--- Begin ---
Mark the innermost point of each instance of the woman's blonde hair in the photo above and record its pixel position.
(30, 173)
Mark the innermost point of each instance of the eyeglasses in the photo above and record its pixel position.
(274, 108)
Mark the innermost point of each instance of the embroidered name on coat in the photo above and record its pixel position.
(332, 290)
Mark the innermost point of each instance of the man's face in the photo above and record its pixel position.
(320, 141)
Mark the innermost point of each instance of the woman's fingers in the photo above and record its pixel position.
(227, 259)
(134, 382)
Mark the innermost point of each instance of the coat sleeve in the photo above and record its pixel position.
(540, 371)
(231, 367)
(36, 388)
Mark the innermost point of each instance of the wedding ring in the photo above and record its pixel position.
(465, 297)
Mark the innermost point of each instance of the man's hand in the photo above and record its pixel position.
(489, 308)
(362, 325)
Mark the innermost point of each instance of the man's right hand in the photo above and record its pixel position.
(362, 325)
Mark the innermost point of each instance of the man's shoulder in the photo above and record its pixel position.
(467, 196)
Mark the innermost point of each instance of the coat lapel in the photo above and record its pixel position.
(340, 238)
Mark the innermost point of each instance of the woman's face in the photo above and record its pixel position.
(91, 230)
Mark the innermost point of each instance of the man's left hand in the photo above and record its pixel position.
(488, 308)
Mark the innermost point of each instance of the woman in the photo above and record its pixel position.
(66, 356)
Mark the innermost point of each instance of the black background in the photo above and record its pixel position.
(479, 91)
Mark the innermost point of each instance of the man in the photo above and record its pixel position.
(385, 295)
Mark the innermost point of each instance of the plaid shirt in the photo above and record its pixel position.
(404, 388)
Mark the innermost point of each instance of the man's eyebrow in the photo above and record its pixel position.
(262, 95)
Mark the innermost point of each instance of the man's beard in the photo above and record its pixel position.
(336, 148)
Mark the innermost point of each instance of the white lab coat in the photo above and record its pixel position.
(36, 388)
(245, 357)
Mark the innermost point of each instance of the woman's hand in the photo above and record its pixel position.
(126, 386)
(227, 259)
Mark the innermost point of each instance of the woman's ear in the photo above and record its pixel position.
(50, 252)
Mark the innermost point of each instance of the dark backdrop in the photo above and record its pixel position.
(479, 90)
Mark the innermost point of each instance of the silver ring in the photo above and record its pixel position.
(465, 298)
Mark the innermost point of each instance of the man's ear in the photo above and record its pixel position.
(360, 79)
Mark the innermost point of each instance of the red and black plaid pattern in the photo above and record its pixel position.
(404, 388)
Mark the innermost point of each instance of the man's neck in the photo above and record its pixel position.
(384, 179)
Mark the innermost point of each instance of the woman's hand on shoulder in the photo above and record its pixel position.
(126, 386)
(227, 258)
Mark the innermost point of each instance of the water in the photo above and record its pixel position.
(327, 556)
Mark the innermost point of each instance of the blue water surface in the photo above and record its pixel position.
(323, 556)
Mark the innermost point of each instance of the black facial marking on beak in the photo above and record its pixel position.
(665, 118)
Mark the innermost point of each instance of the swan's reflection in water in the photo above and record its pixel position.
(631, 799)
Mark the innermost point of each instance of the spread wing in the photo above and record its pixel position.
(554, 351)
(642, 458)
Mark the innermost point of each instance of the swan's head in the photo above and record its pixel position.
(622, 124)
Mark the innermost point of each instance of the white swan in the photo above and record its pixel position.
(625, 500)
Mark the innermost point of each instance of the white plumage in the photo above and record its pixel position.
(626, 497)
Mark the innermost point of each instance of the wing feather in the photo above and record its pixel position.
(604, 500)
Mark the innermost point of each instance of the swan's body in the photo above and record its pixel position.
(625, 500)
--- End ---
— Work required —
Convert the records, from the line containing "the swan's reflection" through the last line of the records, into a Markdown table with two columns, Row and Entry. Give each non-blank line a row number and leave out any blank lines.

— Solution for this problem —
| Row | Entry |
|---|---|
| 1 | Mark the innermost point of each instance of the swan's reflection in water in the photo above and record its pixel position. |
| 2 | (631, 799) |
| 3 | Mark the innermost point of each instance of the spread wing in the photo above and record its pixel position. |
| 4 | (554, 351) |
| 5 | (642, 458) |
| 6 | Mark the innermost point of each instance of the swan's head in the photo above and record its pixel position. |
| 7 | (622, 124) |
| 8 | Mark the innermost point of each instance of the white swan in the photo above and record its pixel position. |
| 9 | (625, 500) |
| 10 | Mark the innermost point of each instance of the white plumage in the photo above and record its pixel position. |
| 11 | (626, 497) |
| 12 | Mark the innermost point of each instance of the wing feather in the photo above and record its pixel position. |
| 13 | (604, 500) |
| 14 | Mark the innermost point of each instance of the swan's body in the photo above and record its pixel position. |
| 15 | (625, 500) |